» **REQUIRED ACTION**
Write out each record exactly and skip every image.

» **AVAILABLE DATA**

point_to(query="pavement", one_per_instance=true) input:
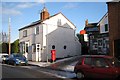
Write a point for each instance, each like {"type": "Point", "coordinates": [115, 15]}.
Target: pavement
{"type": "Point", "coordinates": [66, 64]}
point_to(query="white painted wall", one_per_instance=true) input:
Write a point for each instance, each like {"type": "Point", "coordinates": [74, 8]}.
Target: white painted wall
{"type": "Point", "coordinates": [59, 36]}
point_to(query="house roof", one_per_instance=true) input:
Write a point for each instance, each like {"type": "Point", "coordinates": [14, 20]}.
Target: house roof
{"type": "Point", "coordinates": [91, 25]}
{"type": "Point", "coordinates": [40, 21]}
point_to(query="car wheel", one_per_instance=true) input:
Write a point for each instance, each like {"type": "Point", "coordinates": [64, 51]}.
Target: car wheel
{"type": "Point", "coordinates": [14, 64]}
{"type": "Point", "coordinates": [80, 75]}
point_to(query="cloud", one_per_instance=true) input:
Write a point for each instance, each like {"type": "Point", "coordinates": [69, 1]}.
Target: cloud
{"type": "Point", "coordinates": [10, 11]}
{"type": "Point", "coordinates": [15, 8]}
{"type": "Point", "coordinates": [70, 6]}
{"type": "Point", "coordinates": [26, 5]}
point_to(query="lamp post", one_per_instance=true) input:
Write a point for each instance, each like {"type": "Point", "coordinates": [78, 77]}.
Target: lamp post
{"type": "Point", "coordinates": [9, 35]}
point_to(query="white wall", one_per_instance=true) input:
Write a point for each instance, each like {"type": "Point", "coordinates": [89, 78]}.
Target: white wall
{"type": "Point", "coordinates": [63, 37]}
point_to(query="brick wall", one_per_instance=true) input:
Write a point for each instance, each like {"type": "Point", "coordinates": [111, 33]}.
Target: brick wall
{"type": "Point", "coordinates": [114, 24]}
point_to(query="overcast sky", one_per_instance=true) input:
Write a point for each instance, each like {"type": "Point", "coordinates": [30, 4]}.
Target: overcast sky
{"type": "Point", "coordinates": [24, 13]}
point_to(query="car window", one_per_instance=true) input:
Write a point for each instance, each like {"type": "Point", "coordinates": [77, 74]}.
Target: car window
{"type": "Point", "coordinates": [87, 61]}
{"type": "Point", "coordinates": [80, 61]}
{"type": "Point", "coordinates": [99, 62]}
{"type": "Point", "coordinates": [114, 62]}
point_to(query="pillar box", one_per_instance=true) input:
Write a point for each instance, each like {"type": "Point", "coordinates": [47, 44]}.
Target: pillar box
{"type": "Point", "coordinates": [53, 55]}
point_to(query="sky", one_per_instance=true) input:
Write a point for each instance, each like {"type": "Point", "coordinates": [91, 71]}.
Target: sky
{"type": "Point", "coordinates": [24, 13]}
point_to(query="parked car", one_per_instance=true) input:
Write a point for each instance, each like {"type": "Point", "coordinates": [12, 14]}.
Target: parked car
{"type": "Point", "coordinates": [17, 59]}
{"type": "Point", "coordinates": [3, 57]}
{"type": "Point", "coordinates": [97, 66]}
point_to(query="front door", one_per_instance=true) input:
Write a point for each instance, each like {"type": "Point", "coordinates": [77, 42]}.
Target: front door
{"type": "Point", "coordinates": [38, 52]}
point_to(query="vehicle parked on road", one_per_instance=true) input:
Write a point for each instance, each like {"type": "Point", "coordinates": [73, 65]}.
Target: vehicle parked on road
{"type": "Point", "coordinates": [3, 57]}
{"type": "Point", "coordinates": [97, 66]}
{"type": "Point", "coordinates": [17, 59]}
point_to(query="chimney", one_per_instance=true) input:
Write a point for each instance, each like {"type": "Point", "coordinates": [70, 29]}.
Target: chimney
{"type": "Point", "coordinates": [86, 22]}
{"type": "Point", "coordinates": [44, 14]}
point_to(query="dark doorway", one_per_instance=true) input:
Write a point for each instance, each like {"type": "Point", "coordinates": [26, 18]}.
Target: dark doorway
{"type": "Point", "coordinates": [117, 48]}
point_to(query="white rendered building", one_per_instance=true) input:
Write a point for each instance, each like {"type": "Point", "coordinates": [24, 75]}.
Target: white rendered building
{"type": "Point", "coordinates": [50, 32]}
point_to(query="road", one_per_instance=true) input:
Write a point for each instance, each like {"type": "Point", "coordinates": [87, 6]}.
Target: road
{"type": "Point", "coordinates": [16, 72]}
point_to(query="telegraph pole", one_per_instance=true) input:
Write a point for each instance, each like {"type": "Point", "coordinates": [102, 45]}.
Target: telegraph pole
{"type": "Point", "coordinates": [9, 35]}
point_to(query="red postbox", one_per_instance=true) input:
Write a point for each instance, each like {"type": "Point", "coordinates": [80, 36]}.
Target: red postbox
{"type": "Point", "coordinates": [53, 55]}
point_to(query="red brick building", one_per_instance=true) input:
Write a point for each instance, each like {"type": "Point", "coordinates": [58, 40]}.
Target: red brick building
{"type": "Point", "coordinates": [114, 28]}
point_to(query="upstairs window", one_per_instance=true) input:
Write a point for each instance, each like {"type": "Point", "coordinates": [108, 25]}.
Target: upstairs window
{"type": "Point", "coordinates": [106, 27]}
{"type": "Point", "coordinates": [25, 33]}
{"type": "Point", "coordinates": [37, 30]}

» **RESPONSE BOX**
point_to(query="pavement", one_per_instance=true) input:
Write a point for each instance, each like {"type": "Point", "coordinates": [115, 15]}.
Target: pavement
{"type": "Point", "coordinates": [66, 64]}
point_to(query="white painted wall", one_per_instance=true) input:
Write a point for each instance, each like {"type": "Point", "coordinates": [74, 8]}.
Target: white painted wall
{"type": "Point", "coordinates": [59, 36]}
point_to(query="house roof", one_per_instance=true) input:
Write a point for each instance, each like {"type": "Point", "coordinates": [14, 20]}.
Target: house roof
{"type": "Point", "coordinates": [91, 25]}
{"type": "Point", "coordinates": [40, 21]}
point_to(query="car wheel", one_per_instance=true) input:
Write a point for each instance, each like {"type": "Point", "coordinates": [64, 51]}.
Target: car wheel
{"type": "Point", "coordinates": [14, 64]}
{"type": "Point", "coordinates": [80, 75]}
point_to(query="cloud", one_per_instance=true) input:
Write a point for each instance, each like {"type": "Point", "coordinates": [69, 1]}.
Target: cloud
{"type": "Point", "coordinates": [10, 11]}
{"type": "Point", "coordinates": [15, 8]}
{"type": "Point", "coordinates": [70, 6]}
{"type": "Point", "coordinates": [26, 5]}
point_to(query="lamp post", one_per_instance=true) input:
Write a point for each instance, each like {"type": "Point", "coordinates": [78, 77]}.
Target: lamp post
{"type": "Point", "coordinates": [9, 35]}
point_to(query="white wall", one_per_instance=true) input:
Write a point for each instance, each like {"type": "Point", "coordinates": [89, 78]}.
Target: white wall
{"type": "Point", "coordinates": [63, 37]}
point_to(query="brick wall", one_per_instance=true) input:
Write a point for each instance, each like {"type": "Point", "coordinates": [111, 33]}.
Target: brick wall
{"type": "Point", "coordinates": [114, 24]}
point_to(query="overcast sky", one_per_instance=true) input:
Write a point for each instance, each like {"type": "Point", "coordinates": [30, 4]}.
Target: overcast sky
{"type": "Point", "coordinates": [24, 13]}
point_to(query="car window", one_per_instance=true) input:
Write a point for each instance, each like {"type": "Point", "coordinates": [77, 74]}.
Target: car window
{"type": "Point", "coordinates": [87, 61]}
{"type": "Point", "coordinates": [80, 61]}
{"type": "Point", "coordinates": [99, 62]}
{"type": "Point", "coordinates": [114, 62]}
point_to(query="pillar box", one_per_instance=true) input:
Write a point for each instance, each like {"type": "Point", "coordinates": [47, 44]}.
Target: pillar box
{"type": "Point", "coordinates": [53, 55]}
point_to(query="sky", one_per_instance=true) input:
Write a point for each instance, each like {"type": "Point", "coordinates": [91, 71]}.
Target: sky
{"type": "Point", "coordinates": [24, 13]}
point_to(query="parked car", one_per_instance=true) input:
Write a point for each instance, each like {"type": "Point", "coordinates": [12, 14]}.
Target: parked car
{"type": "Point", "coordinates": [17, 59]}
{"type": "Point", "coordinates": [3, 57]}
{"type": "Point", "coordinates": [97, 66]}
point_to(query="front door", one_per_instance=true) input:
Write a point for each instance, each like {"type": "Point", "coordinates": [77, 42]}.
Target: front door
{"type": "Point", "coordinates": [38, 52]}
point_to(query="vehicle parked on road", one_per_instance=true) input:
Write a point for each instance, each like {"type": "Point", "coordinates": [73, 65]}.
Target: vehicle parked on road
{"type": "Point", "coordinates": [3, 57]}
{"type": "Point", "coordinates": [97, 66]}
{"type": "Point", "coordinates": [17, 59]}
point_to(query="chimney", one_per_instance=true) input:
Write a point for each instance, each like {"type": "Point", "coordinates": [70, 29]}.
Target: chimney
{"type": "Point", "coordinates": [86, 22]}
{"type": "Point", "coordinates": [44, 14]}
point_to(query="dark doorway", one_per_instance=true) input:
Write a point for each instance, each like {"type": "Point", "coordinates": [26, 18]}.
Target: dark doorway
{"type": "Point", "coordinates": [117, 48]}
point_to(query="white rendered building", one_per_instance=true) input:
Write a point for each instance, each like {"type": "Point", "coordinates": [24, 75]}.
Target: white rendered building
{"type": "Point", "coordinates": [50, 32]}
point_to(query="road", one_per_instance=true) input:
Write a point for each instance, each like {"type": "Point", "coordinates": [87, 6]}.
Target: road
{"type": "Point", "coordinates": [16, 72]}
point_to(query="telegraph pole", one_per_instance=true) input:
Write a point for each instance, each like {"type": "Point", "coordinates": [102, 45]}.
Target: telegraph pole
{"type": "Point", "coordinates": [9, 35]}
point_to(query="red postbox", one_per_instance=true) input:
Write a point for each instance, each like {"type": "Point", "coordinates": [80, 36]}.
Target: red postbox
{"type": "Point", "coordinates": [53, 55]}
point_to(query="red brick building", one_per_instance=true) input:
Write a point for each instance, each like {"type": "Point", "coordinates": [58, 40]}.
Target: red brick building
{"type": "Point", "coordinates": [114, 28]}
point_to(query="upstairs window", one_per_instance=true) input:
Write a point for each instance, each like {"type": "Point", "coordinates": [108, 25]}.
Target: upstairs window
{"type": "Point", "coordinates": [106, 27]}
{"type": "Point", "coordinates": [25, 33]}
{"type": "Point", "coordinates": [37, 30]}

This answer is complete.